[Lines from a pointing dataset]

## Begin

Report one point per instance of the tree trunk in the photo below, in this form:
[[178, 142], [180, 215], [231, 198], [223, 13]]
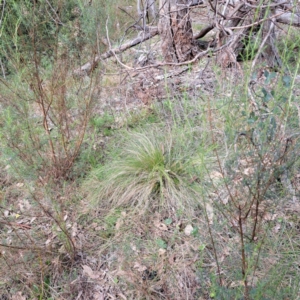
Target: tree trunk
[[175, 31]]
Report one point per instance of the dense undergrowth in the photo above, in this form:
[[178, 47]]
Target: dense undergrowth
[[195, 196]]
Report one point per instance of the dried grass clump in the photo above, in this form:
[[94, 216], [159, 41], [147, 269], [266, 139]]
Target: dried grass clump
[[152, 171]]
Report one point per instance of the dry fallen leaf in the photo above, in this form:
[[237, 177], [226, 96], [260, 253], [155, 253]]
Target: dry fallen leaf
[[210, 212], [89, 272], [277, 228], [160, 225], [139, 267], [161, 251], [18, 296]]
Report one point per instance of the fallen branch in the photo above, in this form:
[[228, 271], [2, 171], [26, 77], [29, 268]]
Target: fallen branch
[[87, 68]]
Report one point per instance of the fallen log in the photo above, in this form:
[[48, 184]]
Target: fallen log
[[87, 68]]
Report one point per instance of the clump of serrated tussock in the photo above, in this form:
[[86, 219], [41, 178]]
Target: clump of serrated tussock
[[153, 170]]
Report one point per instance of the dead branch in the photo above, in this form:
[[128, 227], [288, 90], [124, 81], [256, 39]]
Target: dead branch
[[87, 68]]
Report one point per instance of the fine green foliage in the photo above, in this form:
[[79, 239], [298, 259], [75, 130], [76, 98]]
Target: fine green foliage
[[151, 171]]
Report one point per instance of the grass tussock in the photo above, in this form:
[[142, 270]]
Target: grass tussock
[[152, 170]]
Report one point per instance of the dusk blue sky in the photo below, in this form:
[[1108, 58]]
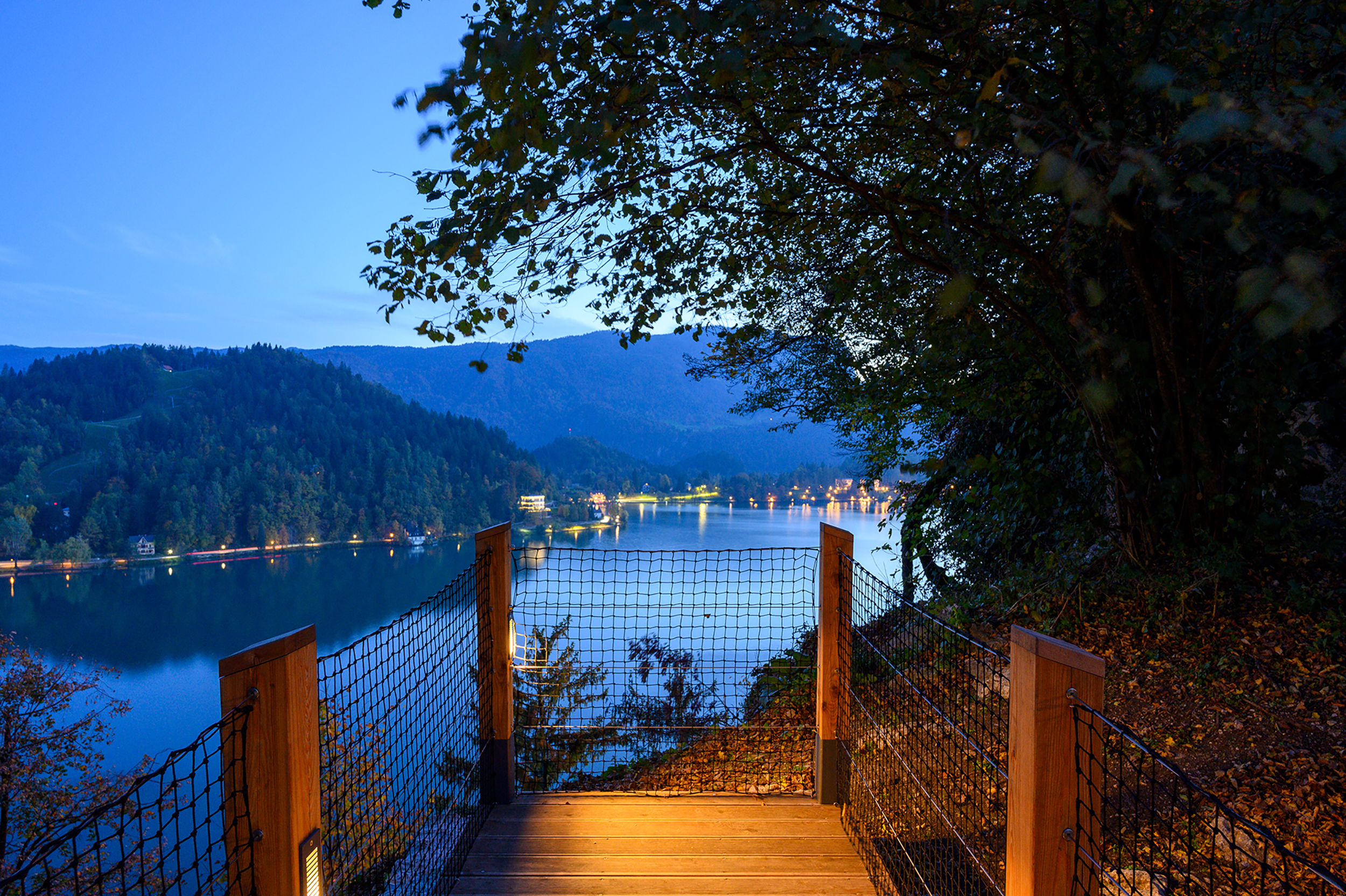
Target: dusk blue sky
[[206, 174]]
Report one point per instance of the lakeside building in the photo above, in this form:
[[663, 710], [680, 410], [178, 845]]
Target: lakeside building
[[142, 545]]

## End

— The request —
Rewrite everything from the line containing "Report one point per instance of the dead" down to the last line, multiplying each answer coordinate by 1.05 and rounding to whole numbers with halves rounded up, while all other numbers stay as they are. Leave out the pictures.

— Answer to the problem —
Report one point per instance of the dead branch in the photo above, in this form:
[[128, 227], [288, 90], [124, 81], [256, 39]]
Target: dead branch
[[91, 71]]
Report one point per instance of the fine green foliage in the photo above, in this form:
[[79, 239], [298, 259], [75, 130], [76, 98]]
Target: fine green foliage
[[159, 180]]
Report one point per instance of the grass tussock in the photo above, in this form:
[[142, 270]]
Target: grass tussock
[[160, 179]]
Report one point per instance of the dusk blue sky in the photo below, in this form:
[[1108, 58]]
Target: dusk blue sky
[[216, 183]]
Report one point per instance of the lakeside building in the photo above, in this form:
[[663, 710], [680, 410], [178, 845]]
Target: lakeside building
[[149, 572]]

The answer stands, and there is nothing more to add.